=== Task details ===
If a line in the data contains "When", copy it out.

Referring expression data
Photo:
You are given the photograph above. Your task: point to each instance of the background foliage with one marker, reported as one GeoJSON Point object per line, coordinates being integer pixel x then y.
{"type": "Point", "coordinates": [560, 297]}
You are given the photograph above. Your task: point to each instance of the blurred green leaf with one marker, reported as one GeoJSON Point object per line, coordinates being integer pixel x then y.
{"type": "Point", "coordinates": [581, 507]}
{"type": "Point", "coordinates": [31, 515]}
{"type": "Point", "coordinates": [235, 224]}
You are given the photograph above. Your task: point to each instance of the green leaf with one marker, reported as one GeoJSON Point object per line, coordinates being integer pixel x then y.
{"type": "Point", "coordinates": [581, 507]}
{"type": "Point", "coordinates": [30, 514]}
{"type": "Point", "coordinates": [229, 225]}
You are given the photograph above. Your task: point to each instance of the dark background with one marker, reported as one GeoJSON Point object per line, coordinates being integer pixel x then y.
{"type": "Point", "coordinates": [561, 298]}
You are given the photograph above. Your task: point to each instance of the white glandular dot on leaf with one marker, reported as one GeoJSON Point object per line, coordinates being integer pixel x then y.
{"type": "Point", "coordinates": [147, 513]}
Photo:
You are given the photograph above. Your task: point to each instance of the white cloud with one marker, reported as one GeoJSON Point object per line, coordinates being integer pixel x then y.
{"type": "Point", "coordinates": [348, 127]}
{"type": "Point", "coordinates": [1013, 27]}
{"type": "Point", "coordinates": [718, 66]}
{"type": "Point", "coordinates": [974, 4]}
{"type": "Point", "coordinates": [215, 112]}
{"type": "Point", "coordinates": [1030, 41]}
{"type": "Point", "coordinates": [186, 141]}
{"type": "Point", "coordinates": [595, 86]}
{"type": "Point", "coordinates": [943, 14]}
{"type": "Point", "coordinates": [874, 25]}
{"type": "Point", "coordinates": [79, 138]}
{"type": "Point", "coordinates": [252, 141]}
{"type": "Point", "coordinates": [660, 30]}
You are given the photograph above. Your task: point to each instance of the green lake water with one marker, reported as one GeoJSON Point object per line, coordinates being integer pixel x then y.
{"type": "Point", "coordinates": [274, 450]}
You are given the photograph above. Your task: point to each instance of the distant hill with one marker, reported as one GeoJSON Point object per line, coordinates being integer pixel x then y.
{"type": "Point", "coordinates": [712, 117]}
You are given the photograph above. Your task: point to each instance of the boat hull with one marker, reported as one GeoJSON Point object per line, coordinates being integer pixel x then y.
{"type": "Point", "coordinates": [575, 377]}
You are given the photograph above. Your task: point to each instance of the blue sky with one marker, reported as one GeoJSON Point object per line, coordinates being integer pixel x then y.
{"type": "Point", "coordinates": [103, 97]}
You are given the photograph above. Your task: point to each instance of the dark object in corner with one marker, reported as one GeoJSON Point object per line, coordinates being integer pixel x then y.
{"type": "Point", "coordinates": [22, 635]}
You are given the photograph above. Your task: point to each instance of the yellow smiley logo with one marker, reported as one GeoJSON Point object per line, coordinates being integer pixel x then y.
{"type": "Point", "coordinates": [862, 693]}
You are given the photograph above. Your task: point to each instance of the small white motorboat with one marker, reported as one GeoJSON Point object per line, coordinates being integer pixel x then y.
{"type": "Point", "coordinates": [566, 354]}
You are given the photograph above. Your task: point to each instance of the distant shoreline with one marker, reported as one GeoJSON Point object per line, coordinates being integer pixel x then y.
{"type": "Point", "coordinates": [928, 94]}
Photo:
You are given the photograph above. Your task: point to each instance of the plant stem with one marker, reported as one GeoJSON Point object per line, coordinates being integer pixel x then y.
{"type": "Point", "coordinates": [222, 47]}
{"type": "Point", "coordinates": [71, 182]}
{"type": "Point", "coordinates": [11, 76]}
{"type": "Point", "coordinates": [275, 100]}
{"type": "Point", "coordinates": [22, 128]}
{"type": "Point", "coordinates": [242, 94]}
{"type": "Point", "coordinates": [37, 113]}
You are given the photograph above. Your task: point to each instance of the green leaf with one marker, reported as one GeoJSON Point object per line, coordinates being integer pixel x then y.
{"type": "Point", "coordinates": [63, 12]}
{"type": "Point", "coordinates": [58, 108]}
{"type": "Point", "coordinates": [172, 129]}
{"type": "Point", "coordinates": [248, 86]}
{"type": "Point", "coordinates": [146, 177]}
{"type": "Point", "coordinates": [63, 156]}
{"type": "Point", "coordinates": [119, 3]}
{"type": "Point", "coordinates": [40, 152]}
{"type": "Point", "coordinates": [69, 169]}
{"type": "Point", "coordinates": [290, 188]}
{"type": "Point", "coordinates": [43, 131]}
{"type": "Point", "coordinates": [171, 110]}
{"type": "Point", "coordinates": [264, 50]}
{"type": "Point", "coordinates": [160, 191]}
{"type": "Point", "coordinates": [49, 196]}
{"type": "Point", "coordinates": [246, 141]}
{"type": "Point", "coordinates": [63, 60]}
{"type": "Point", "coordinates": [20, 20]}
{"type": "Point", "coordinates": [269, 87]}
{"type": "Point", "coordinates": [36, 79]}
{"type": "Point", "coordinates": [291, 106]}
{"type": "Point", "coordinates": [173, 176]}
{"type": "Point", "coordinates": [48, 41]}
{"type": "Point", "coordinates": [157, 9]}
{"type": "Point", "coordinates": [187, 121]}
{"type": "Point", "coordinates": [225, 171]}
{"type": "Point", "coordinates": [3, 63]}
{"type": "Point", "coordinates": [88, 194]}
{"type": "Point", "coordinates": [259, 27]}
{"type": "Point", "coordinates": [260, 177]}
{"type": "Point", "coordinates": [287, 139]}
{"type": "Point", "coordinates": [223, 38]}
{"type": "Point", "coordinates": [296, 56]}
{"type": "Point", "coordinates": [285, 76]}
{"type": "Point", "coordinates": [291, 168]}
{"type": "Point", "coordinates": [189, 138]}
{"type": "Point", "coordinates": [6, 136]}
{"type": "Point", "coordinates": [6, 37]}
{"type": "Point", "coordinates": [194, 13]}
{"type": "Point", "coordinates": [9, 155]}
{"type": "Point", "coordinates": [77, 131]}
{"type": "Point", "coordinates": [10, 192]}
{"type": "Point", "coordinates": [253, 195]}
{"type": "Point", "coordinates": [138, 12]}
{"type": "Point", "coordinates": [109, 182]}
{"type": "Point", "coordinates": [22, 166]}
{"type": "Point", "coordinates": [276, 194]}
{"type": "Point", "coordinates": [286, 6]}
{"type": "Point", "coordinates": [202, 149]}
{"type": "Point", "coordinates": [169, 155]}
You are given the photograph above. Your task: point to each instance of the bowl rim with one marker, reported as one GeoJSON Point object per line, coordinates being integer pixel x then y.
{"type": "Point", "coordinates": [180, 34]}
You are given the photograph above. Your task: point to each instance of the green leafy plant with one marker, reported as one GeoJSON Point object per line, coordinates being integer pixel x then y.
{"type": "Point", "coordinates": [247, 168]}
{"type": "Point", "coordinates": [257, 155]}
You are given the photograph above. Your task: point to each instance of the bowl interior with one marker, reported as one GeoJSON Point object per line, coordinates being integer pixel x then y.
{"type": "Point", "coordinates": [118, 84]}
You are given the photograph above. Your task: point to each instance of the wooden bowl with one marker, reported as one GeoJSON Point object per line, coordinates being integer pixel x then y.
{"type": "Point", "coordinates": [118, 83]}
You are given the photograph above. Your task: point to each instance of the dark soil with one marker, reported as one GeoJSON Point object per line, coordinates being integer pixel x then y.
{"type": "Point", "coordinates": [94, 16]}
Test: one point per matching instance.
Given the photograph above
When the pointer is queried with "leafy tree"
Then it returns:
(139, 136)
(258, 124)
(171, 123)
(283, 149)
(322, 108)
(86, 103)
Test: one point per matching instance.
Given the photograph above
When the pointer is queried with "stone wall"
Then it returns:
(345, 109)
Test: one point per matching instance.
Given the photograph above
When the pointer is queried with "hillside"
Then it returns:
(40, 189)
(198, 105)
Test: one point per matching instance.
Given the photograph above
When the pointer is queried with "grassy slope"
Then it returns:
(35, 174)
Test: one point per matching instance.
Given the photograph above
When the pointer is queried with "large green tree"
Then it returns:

=== Expected answer ===
When the pointer is queried with "leafy tree"
When the pointer is queried with "stone wall"
When the pointer is queried with "hillside"
When the pointer is queried with "grassy slope"
When the pointer is queried with "large green tree"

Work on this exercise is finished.